Dataset records:
========================

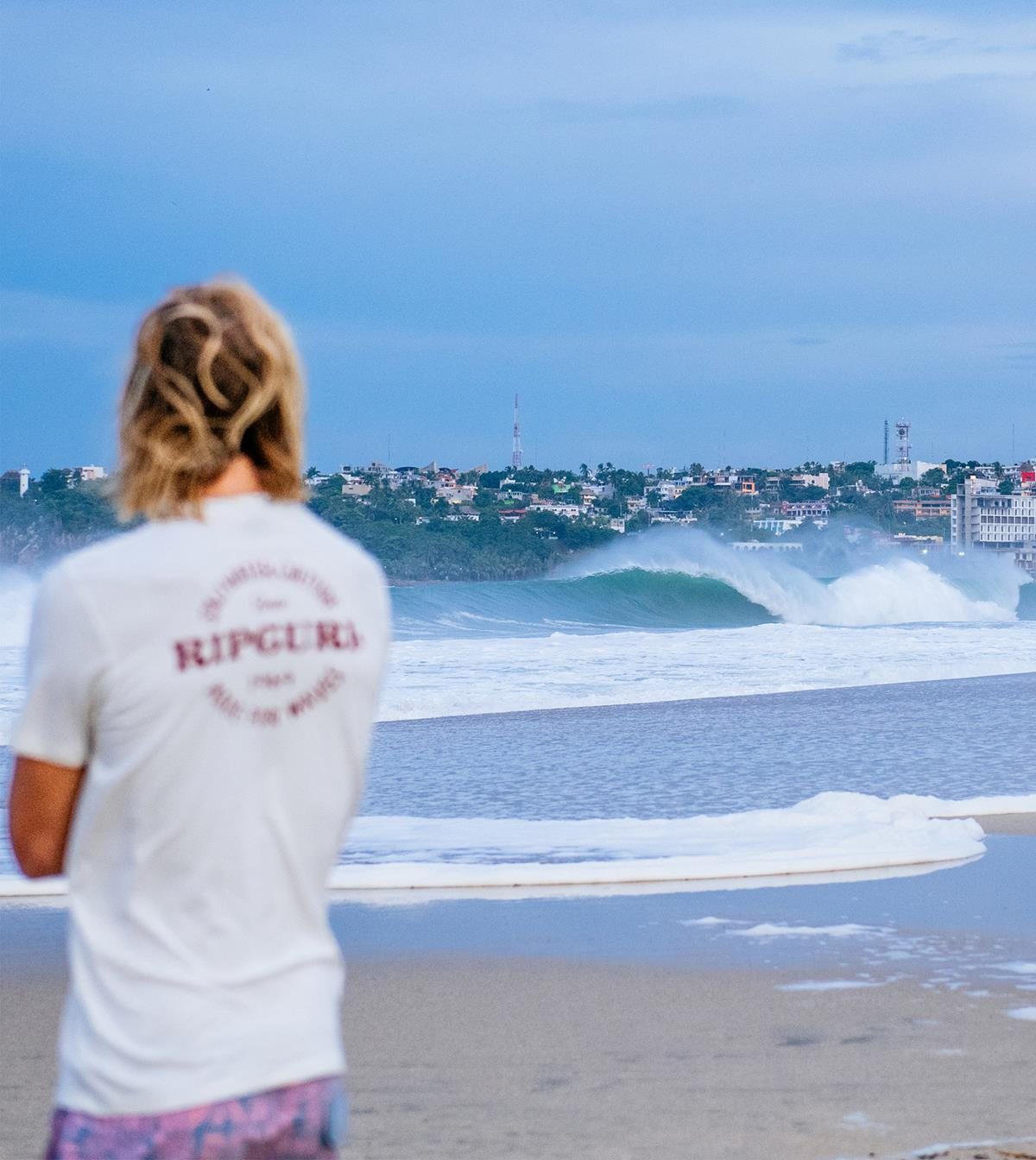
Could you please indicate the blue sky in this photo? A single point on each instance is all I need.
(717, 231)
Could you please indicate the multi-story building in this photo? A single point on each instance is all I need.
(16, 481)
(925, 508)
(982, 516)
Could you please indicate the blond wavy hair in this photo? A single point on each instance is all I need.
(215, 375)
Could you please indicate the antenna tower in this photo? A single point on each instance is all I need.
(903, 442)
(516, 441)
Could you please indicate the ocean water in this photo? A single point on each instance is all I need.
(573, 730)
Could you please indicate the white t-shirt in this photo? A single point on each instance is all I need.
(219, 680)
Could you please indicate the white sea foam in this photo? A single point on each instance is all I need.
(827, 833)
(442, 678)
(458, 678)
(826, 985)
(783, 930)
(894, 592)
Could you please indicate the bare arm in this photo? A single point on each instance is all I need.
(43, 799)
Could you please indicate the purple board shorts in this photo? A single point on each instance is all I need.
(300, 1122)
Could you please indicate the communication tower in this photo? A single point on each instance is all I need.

========================

Requirement →
A word-for-word copy of every entry, with the pictures left out, is the required answer.

Your solution →
Could you please indicate the blue sky in this photo? A single point on each instance is all I need.
(717, 231)
Could you please indicate the multi-story building in this photo? A single point on each instance is all I need.
(16, 481)
(925, 508)
(982, 516)
Could you please indicate the blond wavy hair in this photo? A single point on each instance is all I need.
(215, 375)
Could you please indicate the antenna tower in this photo? A single point on each instance is all I need.
(903, 442)
(516, 441)
Could you please indicate the ocean water in this photo? A single point on each instance is all I need.
(573, 730)
Could you please indicate the white t-shirt in this photo? A single point on each instance is all I need.
(219, 680)
Could you please indicate the white sea foam in this photo? A single point on each instance is all I need.
(827, 833)
(442, 678)
(458, 678)
(826, 985)
(783, 930)
(894, 592)
Could you please indicate the bare arm in this photo? A single point on each instance is all I need.
(43, 799)
Could you please indicate the purple board shorts in this photo? A single point on each instance is all I need.
(300, 1122)
Could you please indicate the communication tower in this photo? A single point on each instance is all I need.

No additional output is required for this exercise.